■ DESCRIPTION OF THE TASK
State how many confirmed cases the salmonella outbreak text reports.

■ TEXT PROVIDED
------------------------

Largest Salmonella Outbreak in History Still Mystery
Seven weeks into the Salmonella Outbreak investigation and federal health officials are still finding it difficult to pinpoint the method of delivery. Cilantro and jalapenos are now under the same suspicious umbrella as tomatoes. Many find it is easy to fault the Food and Drug Administration and the Centers for Disease Control for their inability to zero in on the source and food type of contamination.
“This has gone on longer and has been more complicated than anything I've worked on at FDA,” expressed Dr. David Acheson the FDA’s food safety chief told AP Television. Many are comparing the spinach E.coli outbreak from 2006, but officials say this is different. The spinach affected was packaged with a barcode, the cilantro, tomatoes and jalapenos are sold as fresh produce with no barcode. “We really, really got spoiled, if you will, with the spinach outbreak,” Dr. Robert Tauxe, food safety chief at the Centers for Disease Control and Prevention, told The Associated Press. In the spinach outbreak victims could remember what they ate, but in this episode the stricken have difficulty remembering as well as differing food items. They say, "'Well, I'm not sure, I may have had guacamole, or a garnish," Tauxe said.
This latest salmonella outbreak has lasted an unusually long time, with a record of 1,065 confirmed cases, the latest found on June 26. The toll of this outbreak far surpasses recent outbreaks of any foodborne disease: salmonella in peanut butter in 2005, hepatitis A from green onions in 2003 and the spinach outbreak of 2005. The tainting has yet to break the cyclospora-spoiled raspberries from the mid-1990s. The current FDA search is looking to connections between jalapenos and tomatoes. The CDC just finished comparing 144 people who got sick in June with 287 people who live near them but didn't fall ill. Perhaps there are farms that grew tomatoes earlier in the spring and then switched to pepper harvesting, or distribution centers that handled both types of produce and contaminated incoming produce, Acheson said.
The government's asking the public to continue avoiding certain raw tomatoes, red round, plum and Roma unless they were grown in areas cleared of suspicion. The CDC is advising that people at highest risk of severe illness from salmonella should not eat raw jalapeno and serrano peppers with the most vulnerable being the elderly, those with weak immune systems and infants. Serranos are on the list because they're hard to distinguish from jalapenos.

------------------------

■ INFORMATION SUPPLIED
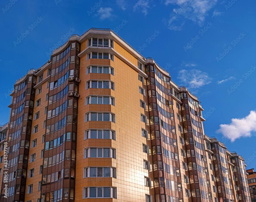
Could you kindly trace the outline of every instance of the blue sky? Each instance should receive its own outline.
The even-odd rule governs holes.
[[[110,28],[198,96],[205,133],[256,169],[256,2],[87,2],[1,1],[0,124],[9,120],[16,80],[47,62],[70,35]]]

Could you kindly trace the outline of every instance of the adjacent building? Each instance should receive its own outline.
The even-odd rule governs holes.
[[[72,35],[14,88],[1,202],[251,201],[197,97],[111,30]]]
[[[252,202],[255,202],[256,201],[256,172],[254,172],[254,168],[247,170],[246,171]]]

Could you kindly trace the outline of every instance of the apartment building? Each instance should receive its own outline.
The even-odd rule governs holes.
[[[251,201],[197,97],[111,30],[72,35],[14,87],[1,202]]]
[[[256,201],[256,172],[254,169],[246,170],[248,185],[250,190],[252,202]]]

------------------------

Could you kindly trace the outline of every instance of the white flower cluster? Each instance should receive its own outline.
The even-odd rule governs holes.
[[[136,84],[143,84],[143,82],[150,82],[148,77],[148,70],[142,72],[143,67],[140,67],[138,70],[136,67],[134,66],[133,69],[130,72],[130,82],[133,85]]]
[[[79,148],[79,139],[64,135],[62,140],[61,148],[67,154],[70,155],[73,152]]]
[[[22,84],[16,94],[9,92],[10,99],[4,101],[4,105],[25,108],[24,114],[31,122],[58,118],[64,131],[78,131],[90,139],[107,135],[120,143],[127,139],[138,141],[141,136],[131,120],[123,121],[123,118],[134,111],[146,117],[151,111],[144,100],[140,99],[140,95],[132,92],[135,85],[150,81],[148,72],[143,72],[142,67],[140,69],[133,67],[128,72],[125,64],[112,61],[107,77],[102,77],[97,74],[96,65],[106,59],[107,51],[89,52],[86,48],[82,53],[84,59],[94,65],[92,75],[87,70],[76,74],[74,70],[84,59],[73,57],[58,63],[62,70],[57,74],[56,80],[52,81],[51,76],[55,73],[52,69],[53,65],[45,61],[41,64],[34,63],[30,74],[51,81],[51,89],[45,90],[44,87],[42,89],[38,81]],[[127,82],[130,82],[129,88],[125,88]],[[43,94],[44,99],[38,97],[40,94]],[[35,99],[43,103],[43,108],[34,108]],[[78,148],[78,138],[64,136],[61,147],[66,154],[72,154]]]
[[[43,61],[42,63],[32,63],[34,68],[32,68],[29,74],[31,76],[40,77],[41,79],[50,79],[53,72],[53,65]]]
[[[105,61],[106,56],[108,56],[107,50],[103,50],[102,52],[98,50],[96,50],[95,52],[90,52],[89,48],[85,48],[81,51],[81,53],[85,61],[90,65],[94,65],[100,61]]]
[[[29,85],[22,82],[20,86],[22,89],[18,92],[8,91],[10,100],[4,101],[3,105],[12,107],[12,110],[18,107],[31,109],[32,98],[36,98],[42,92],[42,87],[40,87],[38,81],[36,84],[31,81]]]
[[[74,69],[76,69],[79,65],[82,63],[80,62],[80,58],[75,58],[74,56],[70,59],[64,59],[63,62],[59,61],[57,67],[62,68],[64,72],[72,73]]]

------------------------

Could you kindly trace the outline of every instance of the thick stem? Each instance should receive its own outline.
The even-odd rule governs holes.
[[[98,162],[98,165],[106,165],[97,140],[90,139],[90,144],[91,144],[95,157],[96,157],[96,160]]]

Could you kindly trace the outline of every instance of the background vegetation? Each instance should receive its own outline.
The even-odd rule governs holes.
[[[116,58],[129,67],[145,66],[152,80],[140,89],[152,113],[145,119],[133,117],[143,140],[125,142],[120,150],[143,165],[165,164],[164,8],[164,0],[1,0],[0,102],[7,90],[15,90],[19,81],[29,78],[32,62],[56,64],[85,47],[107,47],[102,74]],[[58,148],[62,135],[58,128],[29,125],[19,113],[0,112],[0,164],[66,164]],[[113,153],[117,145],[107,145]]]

------------------------

■ RESPONSE AREA
1,065 confirmed cases